Exercise prompt :: Give the line containing "of the tire" again, exactly, along with all later lines of the entries, through the last one.

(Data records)

▬▬▬▬▬▬▬▬▬▬

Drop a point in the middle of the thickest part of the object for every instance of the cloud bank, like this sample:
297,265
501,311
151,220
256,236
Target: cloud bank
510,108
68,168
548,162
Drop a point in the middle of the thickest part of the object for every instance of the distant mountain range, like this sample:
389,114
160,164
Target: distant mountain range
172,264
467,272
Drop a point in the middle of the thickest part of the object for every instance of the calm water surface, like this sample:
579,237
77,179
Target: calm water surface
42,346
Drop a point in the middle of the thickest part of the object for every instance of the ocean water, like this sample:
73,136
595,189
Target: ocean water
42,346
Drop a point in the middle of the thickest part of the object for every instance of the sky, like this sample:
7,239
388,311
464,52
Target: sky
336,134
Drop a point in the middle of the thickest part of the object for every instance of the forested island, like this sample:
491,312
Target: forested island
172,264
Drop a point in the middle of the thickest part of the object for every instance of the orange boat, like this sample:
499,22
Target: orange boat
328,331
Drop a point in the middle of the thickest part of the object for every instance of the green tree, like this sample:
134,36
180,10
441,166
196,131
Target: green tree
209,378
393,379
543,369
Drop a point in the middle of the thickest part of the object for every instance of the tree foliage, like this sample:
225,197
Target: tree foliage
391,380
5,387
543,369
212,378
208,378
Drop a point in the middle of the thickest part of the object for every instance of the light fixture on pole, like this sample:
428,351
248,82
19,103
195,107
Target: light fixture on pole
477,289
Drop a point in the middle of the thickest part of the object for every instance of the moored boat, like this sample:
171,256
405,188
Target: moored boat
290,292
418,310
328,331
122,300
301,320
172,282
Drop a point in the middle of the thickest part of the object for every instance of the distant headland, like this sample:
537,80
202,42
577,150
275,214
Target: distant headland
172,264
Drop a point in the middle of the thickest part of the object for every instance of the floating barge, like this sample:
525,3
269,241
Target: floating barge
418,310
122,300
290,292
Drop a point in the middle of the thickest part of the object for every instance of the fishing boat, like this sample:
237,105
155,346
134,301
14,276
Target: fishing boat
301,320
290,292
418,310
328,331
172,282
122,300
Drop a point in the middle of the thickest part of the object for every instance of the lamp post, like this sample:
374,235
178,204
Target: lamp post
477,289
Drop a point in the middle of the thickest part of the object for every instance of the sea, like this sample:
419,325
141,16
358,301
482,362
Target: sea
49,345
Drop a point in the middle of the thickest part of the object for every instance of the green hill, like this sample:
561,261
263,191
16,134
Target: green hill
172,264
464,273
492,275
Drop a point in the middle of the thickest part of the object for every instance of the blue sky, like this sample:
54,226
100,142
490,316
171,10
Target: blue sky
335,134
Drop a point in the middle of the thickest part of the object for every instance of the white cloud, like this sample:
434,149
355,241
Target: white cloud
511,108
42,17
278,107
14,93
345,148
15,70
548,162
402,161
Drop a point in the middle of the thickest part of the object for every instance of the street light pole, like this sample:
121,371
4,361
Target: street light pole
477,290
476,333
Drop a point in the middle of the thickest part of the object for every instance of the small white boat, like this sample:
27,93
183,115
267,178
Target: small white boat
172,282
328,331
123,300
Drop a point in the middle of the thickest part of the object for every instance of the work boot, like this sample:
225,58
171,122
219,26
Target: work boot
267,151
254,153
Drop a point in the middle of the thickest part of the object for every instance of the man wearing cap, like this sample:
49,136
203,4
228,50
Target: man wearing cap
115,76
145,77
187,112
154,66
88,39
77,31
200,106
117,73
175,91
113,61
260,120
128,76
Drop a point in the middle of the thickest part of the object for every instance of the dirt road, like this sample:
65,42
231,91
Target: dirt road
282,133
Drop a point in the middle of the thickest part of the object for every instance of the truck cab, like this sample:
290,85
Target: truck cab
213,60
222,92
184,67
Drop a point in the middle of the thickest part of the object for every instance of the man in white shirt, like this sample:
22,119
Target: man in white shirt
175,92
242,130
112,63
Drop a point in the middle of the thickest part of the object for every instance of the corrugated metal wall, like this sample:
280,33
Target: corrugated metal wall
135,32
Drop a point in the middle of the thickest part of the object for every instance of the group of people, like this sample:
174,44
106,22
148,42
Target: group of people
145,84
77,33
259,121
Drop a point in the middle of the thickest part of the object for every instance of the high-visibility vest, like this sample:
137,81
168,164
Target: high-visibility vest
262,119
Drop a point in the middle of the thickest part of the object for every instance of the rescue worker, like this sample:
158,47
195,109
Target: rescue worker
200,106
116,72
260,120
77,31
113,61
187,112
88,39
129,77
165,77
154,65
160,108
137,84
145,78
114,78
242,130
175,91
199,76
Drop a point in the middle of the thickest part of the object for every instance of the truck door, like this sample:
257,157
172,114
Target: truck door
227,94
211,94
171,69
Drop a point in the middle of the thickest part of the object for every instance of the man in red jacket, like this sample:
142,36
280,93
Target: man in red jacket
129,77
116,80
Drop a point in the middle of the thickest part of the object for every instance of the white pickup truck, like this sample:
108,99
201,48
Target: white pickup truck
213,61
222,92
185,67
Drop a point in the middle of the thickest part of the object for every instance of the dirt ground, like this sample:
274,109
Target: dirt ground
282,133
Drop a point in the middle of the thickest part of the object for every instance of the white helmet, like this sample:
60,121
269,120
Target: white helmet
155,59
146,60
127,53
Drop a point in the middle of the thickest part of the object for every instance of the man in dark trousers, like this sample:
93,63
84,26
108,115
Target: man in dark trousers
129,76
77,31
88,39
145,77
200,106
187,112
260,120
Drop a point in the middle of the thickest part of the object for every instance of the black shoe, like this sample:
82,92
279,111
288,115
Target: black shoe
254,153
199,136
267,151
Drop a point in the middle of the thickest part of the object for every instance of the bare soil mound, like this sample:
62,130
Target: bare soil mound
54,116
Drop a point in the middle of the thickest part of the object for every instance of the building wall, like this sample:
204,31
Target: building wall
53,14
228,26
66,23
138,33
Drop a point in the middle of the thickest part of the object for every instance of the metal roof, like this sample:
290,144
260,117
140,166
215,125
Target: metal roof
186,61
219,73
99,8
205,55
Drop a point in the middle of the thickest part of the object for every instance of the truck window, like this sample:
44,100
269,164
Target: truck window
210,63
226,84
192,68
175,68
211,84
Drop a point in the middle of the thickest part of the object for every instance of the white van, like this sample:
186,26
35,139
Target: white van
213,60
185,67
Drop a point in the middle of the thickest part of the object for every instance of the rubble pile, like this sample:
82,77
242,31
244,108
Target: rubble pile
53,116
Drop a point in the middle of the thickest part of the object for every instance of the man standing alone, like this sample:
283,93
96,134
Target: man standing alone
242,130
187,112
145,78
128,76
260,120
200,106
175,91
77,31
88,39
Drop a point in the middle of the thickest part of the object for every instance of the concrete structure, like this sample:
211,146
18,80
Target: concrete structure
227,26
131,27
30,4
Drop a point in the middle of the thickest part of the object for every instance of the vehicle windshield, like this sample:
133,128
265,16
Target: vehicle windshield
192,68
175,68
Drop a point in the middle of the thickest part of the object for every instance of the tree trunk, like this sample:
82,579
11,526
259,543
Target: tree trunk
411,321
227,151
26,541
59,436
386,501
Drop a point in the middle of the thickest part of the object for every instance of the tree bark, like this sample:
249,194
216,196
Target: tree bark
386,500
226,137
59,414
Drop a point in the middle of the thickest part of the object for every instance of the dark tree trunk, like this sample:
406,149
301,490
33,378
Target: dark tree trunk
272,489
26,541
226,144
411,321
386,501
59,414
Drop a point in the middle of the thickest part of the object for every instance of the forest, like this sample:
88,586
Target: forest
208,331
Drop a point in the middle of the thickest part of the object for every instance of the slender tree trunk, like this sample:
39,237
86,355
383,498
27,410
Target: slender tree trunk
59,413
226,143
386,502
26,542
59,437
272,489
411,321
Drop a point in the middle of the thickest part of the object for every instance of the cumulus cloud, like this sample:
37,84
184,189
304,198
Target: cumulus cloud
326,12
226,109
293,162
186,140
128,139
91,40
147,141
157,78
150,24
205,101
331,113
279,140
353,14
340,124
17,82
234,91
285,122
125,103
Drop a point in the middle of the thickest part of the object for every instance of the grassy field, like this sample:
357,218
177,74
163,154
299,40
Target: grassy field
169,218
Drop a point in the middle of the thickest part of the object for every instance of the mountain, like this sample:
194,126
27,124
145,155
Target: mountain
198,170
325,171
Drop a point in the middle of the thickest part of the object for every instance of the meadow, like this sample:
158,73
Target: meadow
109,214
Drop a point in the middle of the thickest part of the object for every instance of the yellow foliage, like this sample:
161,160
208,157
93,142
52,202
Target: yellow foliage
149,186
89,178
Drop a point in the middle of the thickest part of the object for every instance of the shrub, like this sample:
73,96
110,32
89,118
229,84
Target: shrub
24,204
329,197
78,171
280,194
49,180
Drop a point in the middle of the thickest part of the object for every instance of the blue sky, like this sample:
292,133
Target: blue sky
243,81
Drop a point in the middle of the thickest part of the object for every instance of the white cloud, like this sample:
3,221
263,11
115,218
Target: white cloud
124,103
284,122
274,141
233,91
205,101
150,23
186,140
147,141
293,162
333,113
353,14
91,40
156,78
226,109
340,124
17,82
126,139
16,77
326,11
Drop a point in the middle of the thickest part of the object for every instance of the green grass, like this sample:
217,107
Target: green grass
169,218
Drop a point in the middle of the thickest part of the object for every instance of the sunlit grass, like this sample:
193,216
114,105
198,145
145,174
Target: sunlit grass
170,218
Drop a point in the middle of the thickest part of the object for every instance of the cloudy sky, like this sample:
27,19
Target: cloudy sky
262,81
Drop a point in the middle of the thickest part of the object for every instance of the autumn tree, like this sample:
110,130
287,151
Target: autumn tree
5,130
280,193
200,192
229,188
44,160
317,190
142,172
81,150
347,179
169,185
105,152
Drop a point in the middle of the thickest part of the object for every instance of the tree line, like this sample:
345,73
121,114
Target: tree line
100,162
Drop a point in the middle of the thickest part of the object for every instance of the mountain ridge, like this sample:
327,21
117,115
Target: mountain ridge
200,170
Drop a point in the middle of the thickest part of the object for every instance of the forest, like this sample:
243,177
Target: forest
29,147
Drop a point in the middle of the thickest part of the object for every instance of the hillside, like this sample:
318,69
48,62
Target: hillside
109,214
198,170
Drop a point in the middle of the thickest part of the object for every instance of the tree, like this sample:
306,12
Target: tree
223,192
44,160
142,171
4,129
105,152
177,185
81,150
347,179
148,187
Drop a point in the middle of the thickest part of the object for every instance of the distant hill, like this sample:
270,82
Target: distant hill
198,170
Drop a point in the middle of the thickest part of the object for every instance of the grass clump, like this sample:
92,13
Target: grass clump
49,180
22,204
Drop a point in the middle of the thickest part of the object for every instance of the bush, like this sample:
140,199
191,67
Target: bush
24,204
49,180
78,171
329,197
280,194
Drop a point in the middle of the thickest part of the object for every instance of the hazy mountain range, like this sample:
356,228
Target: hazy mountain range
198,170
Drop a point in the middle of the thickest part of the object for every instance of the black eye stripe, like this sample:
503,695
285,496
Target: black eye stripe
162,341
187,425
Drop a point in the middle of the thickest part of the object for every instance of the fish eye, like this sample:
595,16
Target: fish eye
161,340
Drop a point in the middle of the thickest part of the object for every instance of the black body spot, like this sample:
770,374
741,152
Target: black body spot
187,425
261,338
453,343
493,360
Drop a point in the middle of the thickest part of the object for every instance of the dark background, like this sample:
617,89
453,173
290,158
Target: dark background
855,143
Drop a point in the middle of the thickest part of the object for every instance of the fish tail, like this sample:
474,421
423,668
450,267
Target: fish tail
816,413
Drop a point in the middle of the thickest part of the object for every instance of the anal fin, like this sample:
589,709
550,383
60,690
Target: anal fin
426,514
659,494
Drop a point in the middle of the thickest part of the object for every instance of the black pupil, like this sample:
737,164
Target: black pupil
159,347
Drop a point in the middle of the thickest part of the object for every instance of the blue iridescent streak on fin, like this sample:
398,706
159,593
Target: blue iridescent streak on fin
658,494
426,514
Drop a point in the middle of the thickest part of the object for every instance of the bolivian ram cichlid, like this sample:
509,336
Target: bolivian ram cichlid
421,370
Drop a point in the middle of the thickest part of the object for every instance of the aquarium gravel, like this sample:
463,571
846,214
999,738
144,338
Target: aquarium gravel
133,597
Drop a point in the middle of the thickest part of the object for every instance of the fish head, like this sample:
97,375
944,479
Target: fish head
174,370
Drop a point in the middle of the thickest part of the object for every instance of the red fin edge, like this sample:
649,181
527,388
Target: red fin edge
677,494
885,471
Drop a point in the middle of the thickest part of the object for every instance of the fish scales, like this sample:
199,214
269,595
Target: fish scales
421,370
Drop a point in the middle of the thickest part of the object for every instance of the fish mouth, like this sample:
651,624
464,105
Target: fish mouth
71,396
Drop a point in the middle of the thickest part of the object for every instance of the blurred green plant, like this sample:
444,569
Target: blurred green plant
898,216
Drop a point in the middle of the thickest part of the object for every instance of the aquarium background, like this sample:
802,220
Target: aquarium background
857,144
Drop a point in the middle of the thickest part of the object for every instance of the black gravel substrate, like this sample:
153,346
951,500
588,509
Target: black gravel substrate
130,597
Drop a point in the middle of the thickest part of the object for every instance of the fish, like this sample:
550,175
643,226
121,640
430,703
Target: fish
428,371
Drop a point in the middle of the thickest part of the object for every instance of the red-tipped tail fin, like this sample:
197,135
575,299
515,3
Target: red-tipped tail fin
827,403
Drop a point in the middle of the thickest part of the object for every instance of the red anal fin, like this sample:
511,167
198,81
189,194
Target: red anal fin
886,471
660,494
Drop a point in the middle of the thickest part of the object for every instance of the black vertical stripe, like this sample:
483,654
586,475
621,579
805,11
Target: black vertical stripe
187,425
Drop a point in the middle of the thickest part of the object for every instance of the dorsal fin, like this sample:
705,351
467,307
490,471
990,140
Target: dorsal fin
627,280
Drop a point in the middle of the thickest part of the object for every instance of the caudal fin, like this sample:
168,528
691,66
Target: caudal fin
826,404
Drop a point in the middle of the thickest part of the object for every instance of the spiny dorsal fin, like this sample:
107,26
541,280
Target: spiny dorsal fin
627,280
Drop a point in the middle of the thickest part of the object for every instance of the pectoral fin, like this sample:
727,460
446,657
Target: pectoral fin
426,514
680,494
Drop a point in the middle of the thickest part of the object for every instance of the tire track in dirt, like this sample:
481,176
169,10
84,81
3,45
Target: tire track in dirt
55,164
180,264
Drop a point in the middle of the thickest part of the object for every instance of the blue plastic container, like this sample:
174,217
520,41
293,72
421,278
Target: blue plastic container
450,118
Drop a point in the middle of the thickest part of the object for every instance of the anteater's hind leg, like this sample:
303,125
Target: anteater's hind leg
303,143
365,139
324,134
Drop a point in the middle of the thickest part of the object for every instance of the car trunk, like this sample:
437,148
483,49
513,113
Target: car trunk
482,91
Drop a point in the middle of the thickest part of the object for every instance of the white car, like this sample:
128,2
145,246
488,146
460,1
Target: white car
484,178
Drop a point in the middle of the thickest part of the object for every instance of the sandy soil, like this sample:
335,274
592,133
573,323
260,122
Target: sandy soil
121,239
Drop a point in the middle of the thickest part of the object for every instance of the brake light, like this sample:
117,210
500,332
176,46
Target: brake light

▬▬▬▬▬▬▬▬▬▬

Exercise output ::
Drop a point in the middle of the thickest part of the object for every instance of the tire track in dirt, like this sample:
481,176
169,10
84,81
3,45
Target: tire track in dirt
55,164
180,264
Drop a point in the middle of the thickest part of the object for every instance of the blue plastic container, like this sample:
174,217
520,41
293,72
421,278
Target: blue plastic container
450,118
Drop a point in the middle of the thickest part of the object for every instance of the anteater's hind leg, like this sample:
303,125
Target: anteater's hind leg
303,143
365,139
324,134
Drop a point in the middle of the thickest part of the object for every instance of the car trunk, like this sample:
437,148
483,49
513,113
Target: car trunk
482,91
Drop a point in the middle of the thickest part of the object for every instance of the white car, like this sample:
128,2
145,246
488,146
460,1
Target: white car
484,178
Drop a point in the middle of the thickest part of the object for every instance of the sandy soil, like this sample:
335,274
592,133
573,323
260,122
Target: sandy soil
121,239
Drop a point in the middle of the thickest part of the object for every instance of the brake light, like this sample:
117,210
500,332
176,46
Target: brake light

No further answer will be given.